> [Dokumentauszug]:
---+---

Sigrid Erfurth: Ehrenamtliches Engagement fördern

Herr Präsident, meine sehr geehrten Damen und Herren! Herr Kollege van Ooyen, ich möchte zunächst eines zurückweisen: Sie haben von Gesinnungssteuerrecht gesprochen. Ich finde, dass darf und sollte man nicht tun. Das Steuerrecht ist kein Gesinnungsrecht. Die Finanzbeamtinnen und –beamten urteilen nach Recht und Gesetz. Das ist richtig und gut so. Diese Nähe sollten Sie nicht herstellen.
(Beifall bei dem BÜNDNIS 90/DIE GRÜNEN und der CDU – Zuruf des Abg. Günter Rudolph (SPD))
– Herr Rudolph, sind Sie fertig, dann kann ich weitermachen. – Herr Kollege Schmitt, Sie haben das Spannungsfeld, in dem wir uns bewegen, sehr umfassend und eindrücklich beschrieben. Ich hatte auch das Gefühl, Ihnen ist nicht so ganz wohl dabei, wie man das Gemeinnützigkeitsrecht fortentwickeln kann. Sie haben einen Vorschlag gemacht, aber Sie haben keine richtige Lösung.
(Beifall bei dem BÜNDNIS 90/DIE GRÜNEN)
Ich lese Ihren Vorschlag so, dass Sie weiterhin an der Trennung politische Partei, politischer Verein festhalten wollen, weil Sie verdeckte Parteifinanzierung nicht wollen. Das sehe ich genauso und finde es klug und richtig.

---+---

> [Gezeigtes Material]:
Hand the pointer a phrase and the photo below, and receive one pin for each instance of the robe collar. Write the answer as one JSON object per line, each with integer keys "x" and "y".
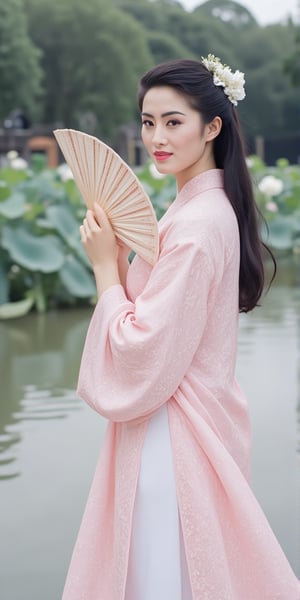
{"x": 208, "y": 180}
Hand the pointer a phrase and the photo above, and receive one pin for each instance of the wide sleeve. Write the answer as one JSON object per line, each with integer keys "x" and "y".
{"x": 136, "y": 354}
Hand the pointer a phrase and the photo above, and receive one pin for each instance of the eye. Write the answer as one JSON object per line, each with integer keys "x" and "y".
{"x": 173, "y": 122}
{"x": 147, "y": 123}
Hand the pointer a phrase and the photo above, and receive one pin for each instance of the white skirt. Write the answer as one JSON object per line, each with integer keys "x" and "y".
{"x": 157, "y": 567}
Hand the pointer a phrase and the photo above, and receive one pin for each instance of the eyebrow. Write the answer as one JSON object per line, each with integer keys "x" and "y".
{"x": 167, "y": 114}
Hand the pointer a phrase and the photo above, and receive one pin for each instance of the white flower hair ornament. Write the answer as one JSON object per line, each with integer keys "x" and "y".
{"x": 233, "y": 83}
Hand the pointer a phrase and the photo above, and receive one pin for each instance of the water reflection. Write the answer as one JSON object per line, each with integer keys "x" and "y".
{"x": 35, "y": 405}
{"x": 39, "y": 358}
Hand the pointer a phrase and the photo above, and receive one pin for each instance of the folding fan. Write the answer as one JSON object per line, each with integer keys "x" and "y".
{"x": 102, "y": 176}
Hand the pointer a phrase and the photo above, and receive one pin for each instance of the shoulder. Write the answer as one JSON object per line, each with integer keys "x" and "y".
{"x": 206, "y": 219}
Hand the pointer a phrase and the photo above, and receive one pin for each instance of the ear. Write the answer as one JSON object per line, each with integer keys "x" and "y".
{"x": 213, "y": 129}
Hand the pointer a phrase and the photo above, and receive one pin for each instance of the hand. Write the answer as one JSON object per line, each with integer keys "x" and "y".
{"x": 123, "y": 263}
{"x": 98, "y": 238}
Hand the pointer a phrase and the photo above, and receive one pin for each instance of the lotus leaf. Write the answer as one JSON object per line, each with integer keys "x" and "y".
{"x": 44, "y": 254}
{"x": 14, "y": 206}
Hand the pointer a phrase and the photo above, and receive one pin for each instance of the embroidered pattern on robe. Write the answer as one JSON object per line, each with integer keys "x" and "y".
{"x": 171, "y": 337}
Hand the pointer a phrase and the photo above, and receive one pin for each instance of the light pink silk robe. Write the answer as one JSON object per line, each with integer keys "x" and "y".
{"x": 172, "y": 337}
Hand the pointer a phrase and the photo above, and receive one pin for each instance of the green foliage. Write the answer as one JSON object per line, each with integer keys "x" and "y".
{"x": 20, "y": 72}
{"x": 94, "y": 52}
{"x": 93, "y": 56}
{"x": 42, "y": 263}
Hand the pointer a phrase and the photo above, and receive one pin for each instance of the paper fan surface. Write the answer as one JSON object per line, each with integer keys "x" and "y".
{"x": 102, "y": 176}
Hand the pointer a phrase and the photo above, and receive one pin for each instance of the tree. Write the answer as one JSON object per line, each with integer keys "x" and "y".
{"x": 20, "y": 72}
{"x": 94, "y": 55}
{"x": 164, "y": 46}
{"x": 228, "y": 11}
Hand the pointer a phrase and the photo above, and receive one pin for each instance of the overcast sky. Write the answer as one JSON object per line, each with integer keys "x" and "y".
{"x": 264, "y": 11}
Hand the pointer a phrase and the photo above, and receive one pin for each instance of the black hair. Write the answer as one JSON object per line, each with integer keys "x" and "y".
{"x": 192, "y": 79}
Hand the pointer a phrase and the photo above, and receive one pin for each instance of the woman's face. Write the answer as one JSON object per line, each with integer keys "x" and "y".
{"x": 175, "y": 136}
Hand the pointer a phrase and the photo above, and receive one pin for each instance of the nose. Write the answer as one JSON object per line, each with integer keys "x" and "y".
{"x": 159, "y": 136}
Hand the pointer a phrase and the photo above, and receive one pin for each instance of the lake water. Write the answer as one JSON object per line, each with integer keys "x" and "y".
{"x": 50, "y": 440}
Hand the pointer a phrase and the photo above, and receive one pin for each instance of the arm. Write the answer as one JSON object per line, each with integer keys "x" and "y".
{"x": 136, "y": 355}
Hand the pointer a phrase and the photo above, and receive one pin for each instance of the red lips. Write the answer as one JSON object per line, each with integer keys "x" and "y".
{"x": 159, "y": 155}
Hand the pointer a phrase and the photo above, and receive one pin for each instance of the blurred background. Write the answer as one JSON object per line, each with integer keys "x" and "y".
{"x": 68, "y": 63}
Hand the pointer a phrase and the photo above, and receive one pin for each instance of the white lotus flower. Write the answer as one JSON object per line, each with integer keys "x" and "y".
{"x": 233, "y": 83}
{"x": 64, "y": 172}
{"x": 18, "y": 163}
{"x": 272, "y": 206}
{"x": 154, "y": 172}
{"x": 270, "y": 186}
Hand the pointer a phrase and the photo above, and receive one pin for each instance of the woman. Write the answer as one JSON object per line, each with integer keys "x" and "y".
{"x": 170, "y": 515}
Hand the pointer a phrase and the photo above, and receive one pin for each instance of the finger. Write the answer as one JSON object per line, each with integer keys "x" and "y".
{"x": 92, "y": 221}
{"x": 86, "y": 227}
{"x": 82, "y": 233}
{"x": 101, "y": 216}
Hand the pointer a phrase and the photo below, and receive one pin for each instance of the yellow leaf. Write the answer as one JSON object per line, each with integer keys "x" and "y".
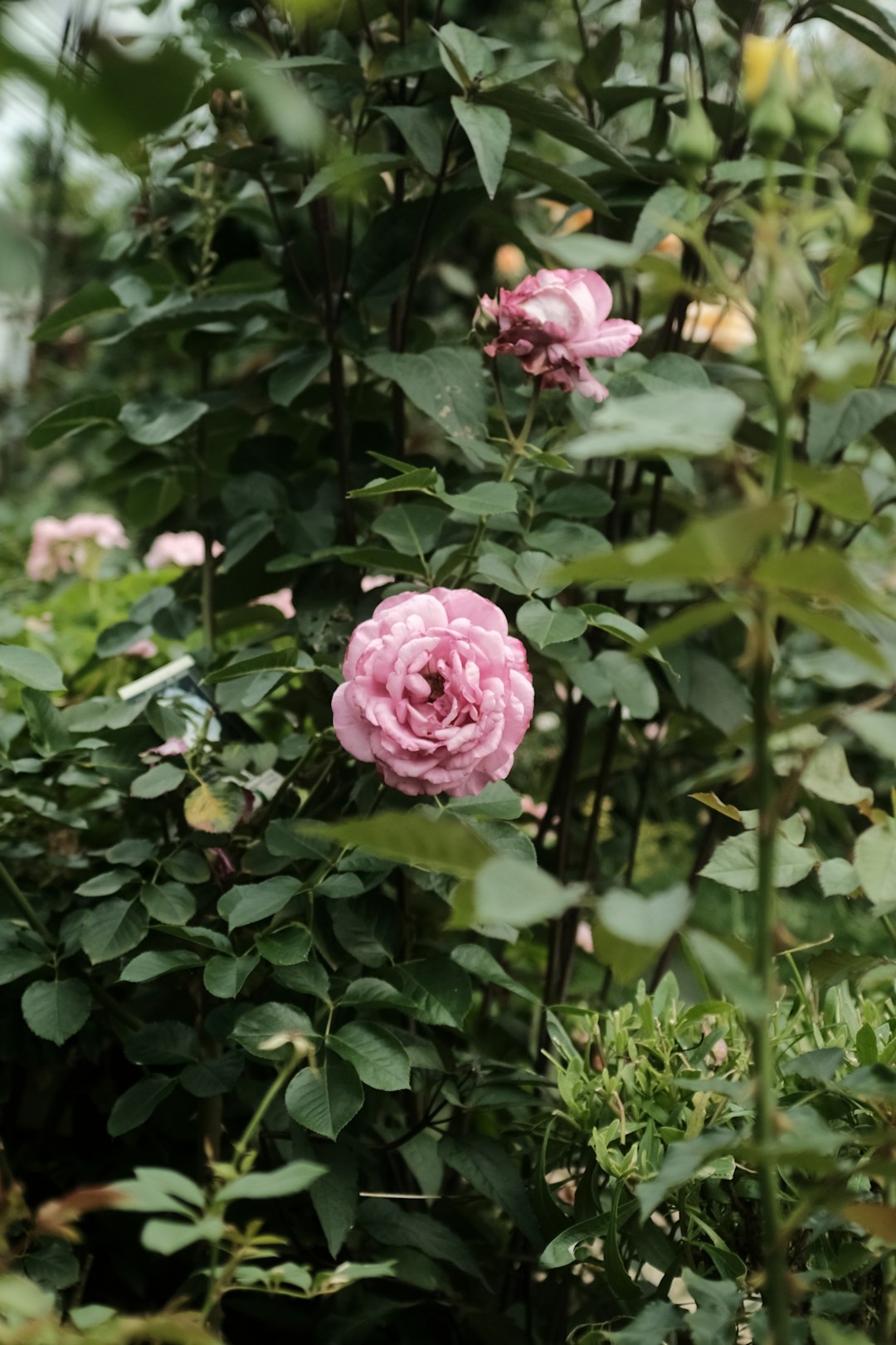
{"x": 214, "y": 807}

---+---

> [Aufgabenstellung]: Wonach urteilen die Finanzbeamtinnen und -beamten laut dem Dokumentauszug?

> [Lösung]: Nach Recht und Gesetz.